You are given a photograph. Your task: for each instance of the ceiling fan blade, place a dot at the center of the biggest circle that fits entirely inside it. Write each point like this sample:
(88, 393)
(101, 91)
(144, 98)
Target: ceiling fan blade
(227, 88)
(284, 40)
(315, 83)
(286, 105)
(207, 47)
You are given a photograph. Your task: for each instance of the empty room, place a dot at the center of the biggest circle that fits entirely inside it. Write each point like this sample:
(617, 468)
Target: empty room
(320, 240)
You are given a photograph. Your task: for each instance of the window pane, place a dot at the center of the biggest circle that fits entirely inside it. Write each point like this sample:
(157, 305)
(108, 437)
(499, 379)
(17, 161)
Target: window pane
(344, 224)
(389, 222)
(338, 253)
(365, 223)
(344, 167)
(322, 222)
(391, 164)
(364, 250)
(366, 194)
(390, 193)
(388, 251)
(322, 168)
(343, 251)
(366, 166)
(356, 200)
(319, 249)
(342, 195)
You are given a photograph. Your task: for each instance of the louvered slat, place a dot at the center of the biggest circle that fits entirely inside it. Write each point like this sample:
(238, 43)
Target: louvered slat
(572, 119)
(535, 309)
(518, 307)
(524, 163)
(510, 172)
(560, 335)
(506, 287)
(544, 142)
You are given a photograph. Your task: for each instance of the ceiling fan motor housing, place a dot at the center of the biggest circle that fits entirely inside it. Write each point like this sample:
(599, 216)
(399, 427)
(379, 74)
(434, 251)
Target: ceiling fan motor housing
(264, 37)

□ □ □

Retype the whole of the listing. Nothing may be altered or omitted.

■ Result for this task ■
You are given a photograph. Your task: for each instance of the ceiling fan blade, place a dot at the center of the biggest circle that fits entirely inside it. Write each point like this sample:
(88, 393)
(101, 91)
(144, 98)
Target: ceiling fan blade
(227, 88)
(284, 40)
(315, 83)
(286, 105)
(207, 47)
You are given a photograph. Your task: for each instance of the empty room, place a dot at the center of the biggest circle that fits entirely inside it. Write each point like this sample:
(617, 468)
Target: empty room
(320, 240)
You are given a photograph. Your task: for each instance of the window pane, place a dot at the center of the biggest circle that fits entirely inside it. Write each point like this sample:
(157, 305)
(108, 437)
(499, 379)
(17, 161)
Target: window pane
(344, 224)
(389, 222)
(338, 253)
(365, 223)
(344, 167)
(322, 222)
(391, 164)
(364, 250)
(366, 194)
(390, 193)
(388, 251)
(322, 168)
(343, 251)
(366, 166)
(356, 200)
(319, 249)
(342, 195)
You are given a photograph. Your task: for each instance of the louvered slat, place a dot at the center of the biggest circle that fits entirely inside it. Write each point like this sample:
(238, 43)
Target: louvered slat
(572, 119)
(535, 309)
(518, 307)
(524, 163)
(510, 172)
(560, 335)
(506, 287)
(544, 142)
You are given a photograph. Your task: for each instance of the ceiling fan motor housing, place a dot at the center of the biggest circle that fits entirely inside it. Write each point like this sample:
(599, 216)
(399, 427)
(379, 74)
(434, 251)
Target: ceiling fan motor housing
(264, 37)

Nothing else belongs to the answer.